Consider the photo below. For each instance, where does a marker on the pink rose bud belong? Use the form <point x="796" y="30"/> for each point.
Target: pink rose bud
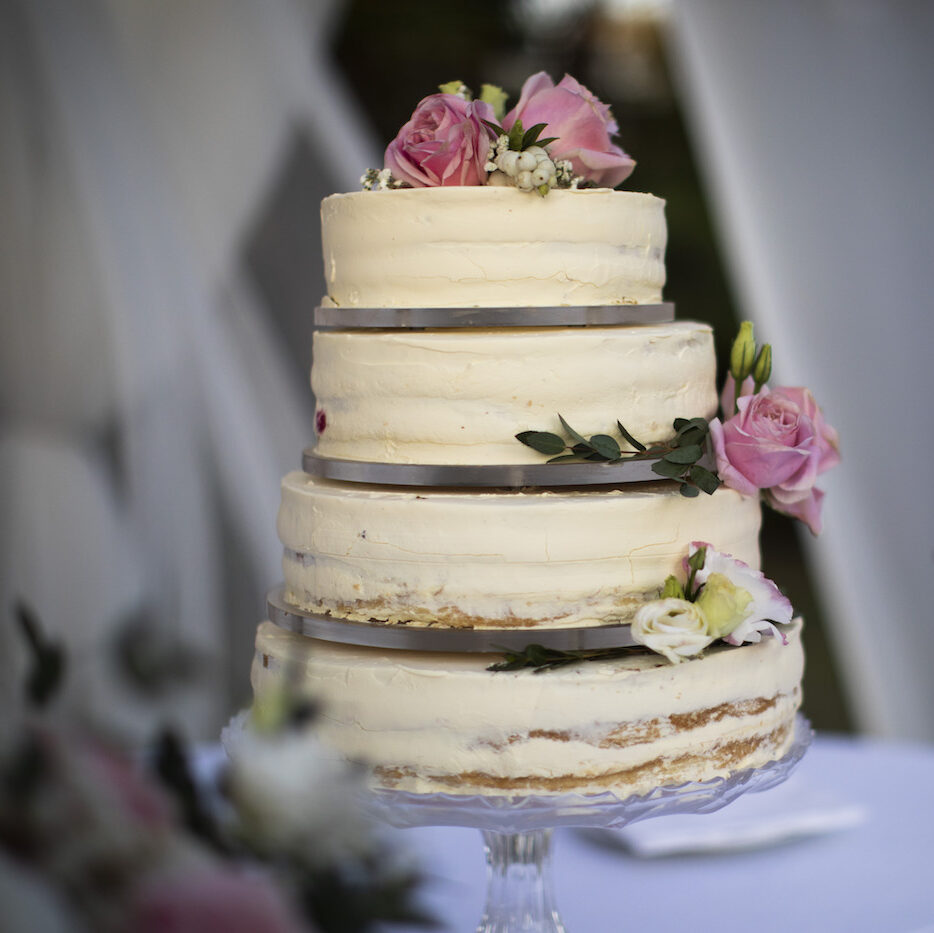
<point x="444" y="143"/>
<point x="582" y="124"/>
==
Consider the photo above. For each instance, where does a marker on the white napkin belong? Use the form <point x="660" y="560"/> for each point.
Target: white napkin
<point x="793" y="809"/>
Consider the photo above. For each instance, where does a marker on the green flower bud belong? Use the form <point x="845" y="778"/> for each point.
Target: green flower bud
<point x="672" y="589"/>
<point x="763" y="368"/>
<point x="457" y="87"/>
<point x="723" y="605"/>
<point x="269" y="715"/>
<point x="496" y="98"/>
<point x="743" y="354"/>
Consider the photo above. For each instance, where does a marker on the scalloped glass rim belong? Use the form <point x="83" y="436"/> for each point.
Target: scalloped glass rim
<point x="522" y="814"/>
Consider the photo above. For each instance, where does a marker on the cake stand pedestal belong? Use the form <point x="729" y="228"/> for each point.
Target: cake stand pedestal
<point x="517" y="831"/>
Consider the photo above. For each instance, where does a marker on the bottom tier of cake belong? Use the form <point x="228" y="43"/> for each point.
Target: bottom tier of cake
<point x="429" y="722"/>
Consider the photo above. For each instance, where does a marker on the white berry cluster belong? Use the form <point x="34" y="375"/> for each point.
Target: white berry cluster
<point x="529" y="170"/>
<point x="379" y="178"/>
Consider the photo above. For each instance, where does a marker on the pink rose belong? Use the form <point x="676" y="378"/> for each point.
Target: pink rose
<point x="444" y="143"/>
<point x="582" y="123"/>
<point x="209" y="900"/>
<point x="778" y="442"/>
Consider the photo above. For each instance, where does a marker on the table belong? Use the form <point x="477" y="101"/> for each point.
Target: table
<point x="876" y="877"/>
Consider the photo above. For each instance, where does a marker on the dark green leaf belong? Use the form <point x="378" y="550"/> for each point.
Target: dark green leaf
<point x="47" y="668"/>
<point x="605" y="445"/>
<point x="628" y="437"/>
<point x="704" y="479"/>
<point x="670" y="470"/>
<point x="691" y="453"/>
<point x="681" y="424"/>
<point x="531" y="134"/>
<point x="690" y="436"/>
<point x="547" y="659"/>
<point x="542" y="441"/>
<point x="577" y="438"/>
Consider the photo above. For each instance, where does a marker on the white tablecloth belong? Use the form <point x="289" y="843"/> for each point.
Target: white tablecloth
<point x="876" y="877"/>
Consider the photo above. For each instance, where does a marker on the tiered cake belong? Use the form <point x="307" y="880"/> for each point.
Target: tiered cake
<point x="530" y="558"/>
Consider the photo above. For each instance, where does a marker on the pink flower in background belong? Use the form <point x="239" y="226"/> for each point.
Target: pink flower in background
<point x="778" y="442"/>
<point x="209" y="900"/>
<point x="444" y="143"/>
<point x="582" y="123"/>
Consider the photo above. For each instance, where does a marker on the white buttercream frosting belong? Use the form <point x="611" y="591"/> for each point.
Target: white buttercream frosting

(Instructions for the task) Filter the lines above, keeping and copying those that contain "frosting".

(Solution to the problem)
Consider the photo above. For each instance, where does a marker on the white buttercream frosting belong? Use the form <point x="611" y="591"/> for each point.
Target: white buttercream frosting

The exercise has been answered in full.